| TASK GOAL |
Transcribe each line below without altering anything.

Dataset records
::::

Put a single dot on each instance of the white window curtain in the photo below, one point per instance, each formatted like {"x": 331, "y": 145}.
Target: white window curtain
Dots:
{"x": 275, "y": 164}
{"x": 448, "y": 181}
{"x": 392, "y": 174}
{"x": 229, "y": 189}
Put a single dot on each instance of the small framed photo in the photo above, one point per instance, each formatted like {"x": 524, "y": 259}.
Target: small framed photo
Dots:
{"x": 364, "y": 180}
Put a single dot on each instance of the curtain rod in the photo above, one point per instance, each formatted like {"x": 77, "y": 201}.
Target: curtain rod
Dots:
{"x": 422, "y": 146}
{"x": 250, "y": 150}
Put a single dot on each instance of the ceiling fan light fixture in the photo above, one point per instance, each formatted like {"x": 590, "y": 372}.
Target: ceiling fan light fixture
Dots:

::::

| RESPONSE |
Put a single dot on each instance of the white window curtain in the photo below, one point per instance, each formatted like {"x": 331, "y": 145}.
Target: white window curtain
Dots:
{"x": 275, "y": 164}
{"x": 448, "y": 181}
{"x": 392, "y": 174}
{"x": 229, "y": 189}
Put a single dot on each instance of the small framed photo in the photo above, one point per instance, each formatted like {"x": 524, "y": 259}.
Target: small framed photo
Dots:
{"x": 364, "y": 180}
Put a single dot on each instance of the curtain rod in the photo above, one point per instance, each formatted like {"x": 77, "y": 201}.
Target: curtain rod
Dots:
{"x": 422, "y": 146}
{"x": 250, "y": 150}
Put a single dot on each instance of the ceiling fan light fixture in the photo above, one point per instance, each formatted like {"x": 590, "y": 372}.
Target: ceiling fan light fixture
Dots:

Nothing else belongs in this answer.